Referring expression data
#####

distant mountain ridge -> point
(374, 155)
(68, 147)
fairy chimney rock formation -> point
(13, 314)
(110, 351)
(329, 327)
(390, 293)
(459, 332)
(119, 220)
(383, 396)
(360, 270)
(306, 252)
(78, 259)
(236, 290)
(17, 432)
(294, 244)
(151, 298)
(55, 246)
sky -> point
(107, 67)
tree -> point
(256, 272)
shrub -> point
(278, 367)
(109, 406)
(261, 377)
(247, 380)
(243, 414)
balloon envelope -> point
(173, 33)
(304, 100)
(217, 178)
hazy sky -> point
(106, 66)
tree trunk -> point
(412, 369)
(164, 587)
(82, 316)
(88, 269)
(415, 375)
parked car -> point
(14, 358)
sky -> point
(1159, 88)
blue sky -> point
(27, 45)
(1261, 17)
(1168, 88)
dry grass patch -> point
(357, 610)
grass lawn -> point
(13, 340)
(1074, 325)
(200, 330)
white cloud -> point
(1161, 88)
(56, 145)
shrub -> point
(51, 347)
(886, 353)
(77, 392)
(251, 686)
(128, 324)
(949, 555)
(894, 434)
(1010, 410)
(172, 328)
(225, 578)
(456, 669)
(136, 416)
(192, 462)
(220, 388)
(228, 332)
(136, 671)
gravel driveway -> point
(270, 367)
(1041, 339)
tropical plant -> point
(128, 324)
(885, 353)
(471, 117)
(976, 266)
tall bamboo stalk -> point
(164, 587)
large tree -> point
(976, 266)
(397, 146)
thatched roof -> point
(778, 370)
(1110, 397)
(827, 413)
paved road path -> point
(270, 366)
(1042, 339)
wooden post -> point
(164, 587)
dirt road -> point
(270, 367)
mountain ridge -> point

#####

-- REQUIRED WORK --
Every entry must come back exactly as written above.

-- WRITTEN REPLY --
distant mountain ridge -> point
(374, 155)
(68, 147)
fairy chimney rock formation -> point
(13, 314)
(110, 351)
(329, 327)
(390, 293)
(459, 332)
(119, 220)
(383, 396)
(360, 270)
(306, 252)
(78, 259)
(236, 290)
(17, 432)
(294, 244)
(151, 298)
(55, 246)
sky -> point
(107, 67)
tree -> point
(256, 272)
shrub -> point
(278, 367)
(109, 406)
(261, 377)
(247, 380)
(243, 414)
balloon envelope -> point
(173, 33)
(304, 100)
(217, 178)
hazy sky -> point
(106, 66)
tree trunk -> point
(412, 369)
(164, 587)
(82, 316)
(88, 269)
(415, 375)
parked car -> point
(14, 358)
sky -> point
(1159, 88)
blue sky -> point
(27, 45)
(1261, 17)
(1168, 88)
dry grass patch -> point
(357, 610)
grass lawn -> point
(13, 340)
(1074, 325)
(200, 330)
white cloud -> point
(1161, 88)
(56, 145)
shrub -> point
(51, 347)
(886, 353)
(77, 392)
(251, 686)
(128, 324)
(949, 555)
(894, 434)
(1010, 410)
(172, 328)
(225, 578)
(456, 669)
(136, 416)
(192, 462)
(220, 388)
(228, 332)
(136, 671)
gravel driveway -> point
(270, 367)
(1041, 339)
tropical plant -> point
(128, 324)
(885, 353)
(471, 117)
(976, 266)
tall bamboo stalk -> point
(164, 587)
large tree -> point
(976, 266)
(397, 146)
thatched roof -> point
(778, 370)
(1110, 397)
(827, 413)
paved road path -> point
(270, 366)
(1042, 339)
wooden post -> point
(164, 587)
dirt road -> point
(270, 367)
mountain ridge -> point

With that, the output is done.